▶ _What this task involves_:
In the network neutrality text, how did the FCC classify Broadband Internet Access Service providers in 1996 instead of as Common Carriers?
[start Document extract]
The topic of network neutrality and the issue of video streamers is causing considerable industry angst. Video content apparently stresses out the capacity of access networks in many areas, and while it is the actuality of traffic congestion, or the threat of traffic congestion, it’s a situation that has attracted considerable public comment (John Oliver’s satirical commentary is perhaps the best example, although in this case I’m not entirely sure it was satire!). This is a matter that affects consumers not only in the United States, but following in the footsteps of Netflix’s global expansion we’ve see a similar debate about the positions of content and carriage providers in various European countries and South America. When we pump very large quantities of streaming video across an access network then many access providers are tempted to see this as an opportunity rather than a problem, and look for ways to extract a premium revenue stream from what many consumers appear to regard as a premium service.
How does Title II and Section 706 enter the picture?
In the United States in January 2014, the U.S. Court of Appeals sent the regulatory framework of what is commonly referred to as “network neutrality” back to the US Federal Communications Commission (FCC), claiming that the Commission had overreached its authority in barring broadband network service providers from slowing or blocking selected content. In other words the court was saying that the FCC’s adopted framework, that was intended to ensure that these carriers treated all content on an equal and non-discriminatory basis, was beyond the authority of the FCC in this context. This stems from an earlier move by the FCC almost two decades ago, in 1996, when the FCC elected not to classify Broadband Internet Access Service providers as recognized Common Carriers, and instead classified these service providers as “Information Service Providers”. It may have been an administrative convenience at the time, and it may have served the interests of the cable access industry at the time, but the full extent of the consequences of this administrative action are only now emerging. The US Court of Appeals ruled that as these providers are, strictly speaking, not classified as common carriers then the US Telecommunications Act expressly forbids the FCC from regulating these providers as if they were common carriers. At the time it appeared that this judicial decision was, for the Internet in the US at least, a possible death knell for the concept of network neutrality for the Internet.
[end Document extract]
[start Listed entries]
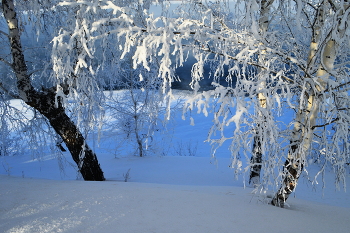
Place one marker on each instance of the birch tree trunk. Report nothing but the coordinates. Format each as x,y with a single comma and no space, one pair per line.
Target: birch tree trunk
256,159
48,104
305,122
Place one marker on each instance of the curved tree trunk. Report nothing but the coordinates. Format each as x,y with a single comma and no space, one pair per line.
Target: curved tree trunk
256,159
307,114
48,104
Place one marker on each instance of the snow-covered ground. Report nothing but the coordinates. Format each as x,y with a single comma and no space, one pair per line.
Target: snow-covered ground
168,193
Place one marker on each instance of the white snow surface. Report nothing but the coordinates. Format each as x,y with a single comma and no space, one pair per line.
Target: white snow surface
194,194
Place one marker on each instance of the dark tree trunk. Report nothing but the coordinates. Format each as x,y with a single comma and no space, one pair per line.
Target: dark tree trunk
291,171
48,104
256,162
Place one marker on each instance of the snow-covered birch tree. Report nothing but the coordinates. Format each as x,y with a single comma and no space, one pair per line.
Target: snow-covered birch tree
300,63
294,60
48,101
[end Listed entries]
▶ _Exercise response_:
It classified them as "Information Service Providers."